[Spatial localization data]

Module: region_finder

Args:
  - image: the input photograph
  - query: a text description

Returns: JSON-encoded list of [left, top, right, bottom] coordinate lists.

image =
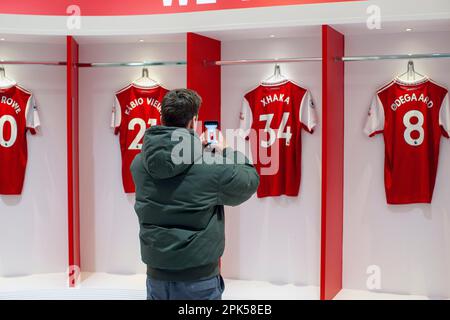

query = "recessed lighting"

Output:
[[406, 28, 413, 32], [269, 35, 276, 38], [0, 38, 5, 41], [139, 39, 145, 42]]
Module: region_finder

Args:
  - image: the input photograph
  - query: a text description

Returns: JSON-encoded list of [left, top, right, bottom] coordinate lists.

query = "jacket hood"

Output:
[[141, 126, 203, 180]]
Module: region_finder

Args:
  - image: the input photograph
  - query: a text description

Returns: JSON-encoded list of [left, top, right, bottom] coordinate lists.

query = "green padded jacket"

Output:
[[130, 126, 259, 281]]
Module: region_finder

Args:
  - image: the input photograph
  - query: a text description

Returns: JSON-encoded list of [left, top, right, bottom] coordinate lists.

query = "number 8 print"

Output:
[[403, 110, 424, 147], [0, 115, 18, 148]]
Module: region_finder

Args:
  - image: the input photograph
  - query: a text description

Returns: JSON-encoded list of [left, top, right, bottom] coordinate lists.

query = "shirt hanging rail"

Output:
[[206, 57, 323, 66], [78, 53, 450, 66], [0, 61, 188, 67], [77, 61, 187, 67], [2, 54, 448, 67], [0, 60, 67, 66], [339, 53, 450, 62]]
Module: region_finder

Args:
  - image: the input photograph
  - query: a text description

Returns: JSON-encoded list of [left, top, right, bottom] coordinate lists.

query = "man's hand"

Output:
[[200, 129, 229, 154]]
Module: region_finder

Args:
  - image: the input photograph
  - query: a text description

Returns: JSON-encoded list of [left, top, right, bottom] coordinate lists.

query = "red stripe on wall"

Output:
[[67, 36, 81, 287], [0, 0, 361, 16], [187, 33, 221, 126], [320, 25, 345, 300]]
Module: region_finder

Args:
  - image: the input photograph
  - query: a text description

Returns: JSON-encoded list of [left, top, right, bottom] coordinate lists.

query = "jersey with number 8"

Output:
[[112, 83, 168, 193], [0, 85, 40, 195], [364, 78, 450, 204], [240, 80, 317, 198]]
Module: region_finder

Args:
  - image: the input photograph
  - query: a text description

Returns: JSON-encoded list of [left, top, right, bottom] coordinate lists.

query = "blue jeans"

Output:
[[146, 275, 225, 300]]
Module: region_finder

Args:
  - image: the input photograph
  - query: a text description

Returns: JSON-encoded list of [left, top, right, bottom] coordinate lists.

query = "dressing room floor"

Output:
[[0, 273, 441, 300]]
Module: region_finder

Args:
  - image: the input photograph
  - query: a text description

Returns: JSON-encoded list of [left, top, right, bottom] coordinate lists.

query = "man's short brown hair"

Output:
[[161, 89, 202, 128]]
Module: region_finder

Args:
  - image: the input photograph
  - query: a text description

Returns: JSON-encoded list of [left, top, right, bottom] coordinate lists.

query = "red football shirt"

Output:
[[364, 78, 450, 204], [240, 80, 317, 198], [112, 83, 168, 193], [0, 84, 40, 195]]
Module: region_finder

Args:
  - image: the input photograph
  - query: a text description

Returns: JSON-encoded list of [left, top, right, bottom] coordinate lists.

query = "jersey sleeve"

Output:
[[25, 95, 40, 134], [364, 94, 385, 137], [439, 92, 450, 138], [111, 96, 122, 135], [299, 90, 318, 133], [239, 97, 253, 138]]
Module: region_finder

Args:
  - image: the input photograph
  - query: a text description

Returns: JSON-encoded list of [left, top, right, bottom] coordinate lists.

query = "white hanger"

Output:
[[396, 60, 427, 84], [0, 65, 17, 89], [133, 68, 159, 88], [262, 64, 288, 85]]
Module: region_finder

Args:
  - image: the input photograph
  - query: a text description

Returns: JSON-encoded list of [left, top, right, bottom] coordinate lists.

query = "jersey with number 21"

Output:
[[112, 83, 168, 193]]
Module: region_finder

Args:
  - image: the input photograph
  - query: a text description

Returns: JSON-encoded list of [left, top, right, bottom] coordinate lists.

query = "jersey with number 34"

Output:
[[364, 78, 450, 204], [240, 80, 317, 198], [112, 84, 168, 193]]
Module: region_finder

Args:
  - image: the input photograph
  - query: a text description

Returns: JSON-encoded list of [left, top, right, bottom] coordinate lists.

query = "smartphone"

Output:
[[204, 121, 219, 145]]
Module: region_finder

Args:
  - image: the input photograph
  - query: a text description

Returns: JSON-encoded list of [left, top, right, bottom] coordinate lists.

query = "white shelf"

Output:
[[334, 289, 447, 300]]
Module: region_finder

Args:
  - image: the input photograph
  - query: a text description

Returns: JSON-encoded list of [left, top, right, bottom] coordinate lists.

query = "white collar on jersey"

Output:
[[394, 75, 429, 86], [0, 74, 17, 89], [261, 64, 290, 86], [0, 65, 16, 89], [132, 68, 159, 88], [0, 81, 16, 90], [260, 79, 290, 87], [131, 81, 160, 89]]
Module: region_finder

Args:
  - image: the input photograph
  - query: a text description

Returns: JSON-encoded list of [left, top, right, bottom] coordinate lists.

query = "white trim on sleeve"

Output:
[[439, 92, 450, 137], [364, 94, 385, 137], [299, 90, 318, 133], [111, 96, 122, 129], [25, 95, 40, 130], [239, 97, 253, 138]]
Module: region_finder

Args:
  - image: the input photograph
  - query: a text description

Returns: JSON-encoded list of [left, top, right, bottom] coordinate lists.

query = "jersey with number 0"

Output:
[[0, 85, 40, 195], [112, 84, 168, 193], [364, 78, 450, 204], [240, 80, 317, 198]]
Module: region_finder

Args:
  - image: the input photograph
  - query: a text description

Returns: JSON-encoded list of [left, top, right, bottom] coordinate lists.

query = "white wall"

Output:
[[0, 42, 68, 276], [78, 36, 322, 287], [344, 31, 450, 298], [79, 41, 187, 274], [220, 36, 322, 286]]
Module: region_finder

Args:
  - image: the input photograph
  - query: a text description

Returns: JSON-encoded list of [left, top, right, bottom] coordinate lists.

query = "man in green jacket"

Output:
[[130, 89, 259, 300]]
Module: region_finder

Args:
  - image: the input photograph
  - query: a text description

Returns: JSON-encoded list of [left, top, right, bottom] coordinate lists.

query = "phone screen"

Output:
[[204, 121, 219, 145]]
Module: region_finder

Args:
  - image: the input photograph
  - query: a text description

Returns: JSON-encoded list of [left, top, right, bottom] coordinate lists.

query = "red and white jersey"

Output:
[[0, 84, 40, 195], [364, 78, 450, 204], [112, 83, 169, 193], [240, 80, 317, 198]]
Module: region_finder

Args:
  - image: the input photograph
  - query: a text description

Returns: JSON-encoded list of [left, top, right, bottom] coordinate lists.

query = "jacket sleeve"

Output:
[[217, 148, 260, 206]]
...
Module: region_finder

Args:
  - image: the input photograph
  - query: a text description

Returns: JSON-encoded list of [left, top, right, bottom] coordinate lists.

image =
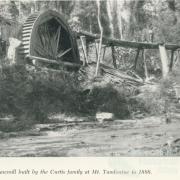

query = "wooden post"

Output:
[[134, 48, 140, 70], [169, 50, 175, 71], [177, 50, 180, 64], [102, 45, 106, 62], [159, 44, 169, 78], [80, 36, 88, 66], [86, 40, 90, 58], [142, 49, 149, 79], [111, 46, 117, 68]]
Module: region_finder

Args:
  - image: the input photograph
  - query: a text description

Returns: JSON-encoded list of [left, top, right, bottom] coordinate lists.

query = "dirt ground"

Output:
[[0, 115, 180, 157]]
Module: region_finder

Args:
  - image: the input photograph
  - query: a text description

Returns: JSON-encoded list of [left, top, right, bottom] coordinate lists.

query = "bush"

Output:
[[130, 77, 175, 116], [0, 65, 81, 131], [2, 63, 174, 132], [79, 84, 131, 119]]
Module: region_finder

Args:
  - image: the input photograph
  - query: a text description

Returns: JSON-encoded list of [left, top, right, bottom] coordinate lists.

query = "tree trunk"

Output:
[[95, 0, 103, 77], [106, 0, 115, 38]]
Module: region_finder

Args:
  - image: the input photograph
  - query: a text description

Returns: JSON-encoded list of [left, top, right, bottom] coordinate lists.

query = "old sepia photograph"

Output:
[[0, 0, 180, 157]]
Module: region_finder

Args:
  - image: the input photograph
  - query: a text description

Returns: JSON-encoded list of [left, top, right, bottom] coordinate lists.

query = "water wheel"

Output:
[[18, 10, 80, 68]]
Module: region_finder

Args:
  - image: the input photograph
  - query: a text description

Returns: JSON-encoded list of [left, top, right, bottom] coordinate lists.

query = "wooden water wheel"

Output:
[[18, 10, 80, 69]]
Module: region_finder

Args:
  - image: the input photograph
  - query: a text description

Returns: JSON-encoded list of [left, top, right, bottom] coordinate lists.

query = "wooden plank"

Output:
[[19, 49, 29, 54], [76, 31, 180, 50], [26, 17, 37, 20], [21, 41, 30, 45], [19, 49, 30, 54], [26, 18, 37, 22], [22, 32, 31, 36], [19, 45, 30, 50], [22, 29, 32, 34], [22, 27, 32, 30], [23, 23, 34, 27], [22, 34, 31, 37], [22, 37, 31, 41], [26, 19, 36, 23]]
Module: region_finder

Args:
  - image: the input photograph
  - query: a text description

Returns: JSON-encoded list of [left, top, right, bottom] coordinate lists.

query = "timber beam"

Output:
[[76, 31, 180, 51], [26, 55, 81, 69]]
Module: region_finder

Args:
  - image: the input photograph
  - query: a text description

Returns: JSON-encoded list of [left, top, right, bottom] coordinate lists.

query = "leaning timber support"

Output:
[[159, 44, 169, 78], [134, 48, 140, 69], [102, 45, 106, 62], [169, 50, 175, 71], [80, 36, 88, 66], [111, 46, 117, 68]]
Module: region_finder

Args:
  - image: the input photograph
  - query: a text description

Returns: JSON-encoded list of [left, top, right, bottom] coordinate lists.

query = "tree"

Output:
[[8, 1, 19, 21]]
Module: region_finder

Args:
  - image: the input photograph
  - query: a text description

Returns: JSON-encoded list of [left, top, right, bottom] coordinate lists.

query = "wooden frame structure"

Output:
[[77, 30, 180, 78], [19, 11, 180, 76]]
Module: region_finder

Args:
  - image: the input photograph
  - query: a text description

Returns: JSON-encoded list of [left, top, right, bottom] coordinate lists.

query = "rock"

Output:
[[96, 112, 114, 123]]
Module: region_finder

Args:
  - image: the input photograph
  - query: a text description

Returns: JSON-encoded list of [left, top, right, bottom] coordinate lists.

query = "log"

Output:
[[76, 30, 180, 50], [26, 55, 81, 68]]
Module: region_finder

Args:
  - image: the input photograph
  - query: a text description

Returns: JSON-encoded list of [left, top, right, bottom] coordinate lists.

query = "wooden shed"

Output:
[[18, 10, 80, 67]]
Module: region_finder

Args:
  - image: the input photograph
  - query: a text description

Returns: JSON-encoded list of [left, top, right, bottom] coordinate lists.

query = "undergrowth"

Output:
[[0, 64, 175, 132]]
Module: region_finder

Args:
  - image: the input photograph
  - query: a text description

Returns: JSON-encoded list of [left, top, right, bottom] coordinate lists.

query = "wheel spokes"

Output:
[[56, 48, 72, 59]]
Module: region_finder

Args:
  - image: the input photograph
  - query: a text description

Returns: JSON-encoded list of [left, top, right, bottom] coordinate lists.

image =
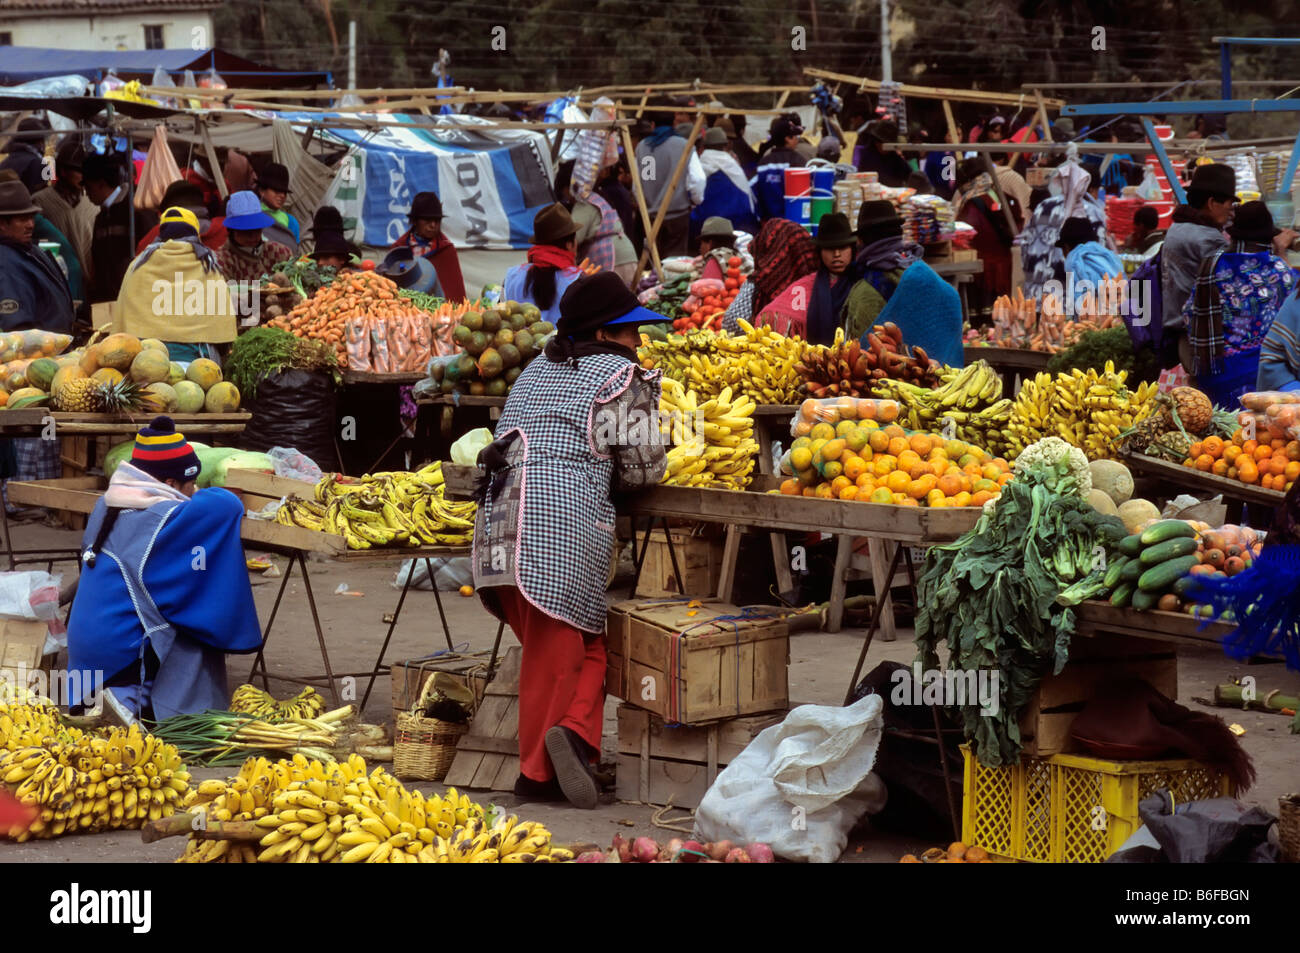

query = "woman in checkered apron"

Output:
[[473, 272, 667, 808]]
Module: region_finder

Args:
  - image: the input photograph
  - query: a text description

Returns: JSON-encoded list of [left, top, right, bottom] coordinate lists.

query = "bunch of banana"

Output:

▸ **Exercise**:
Report the number of lines in the entries above that include the string "wooden". Give nothing but the number.

▸ **Exercise solution**:
5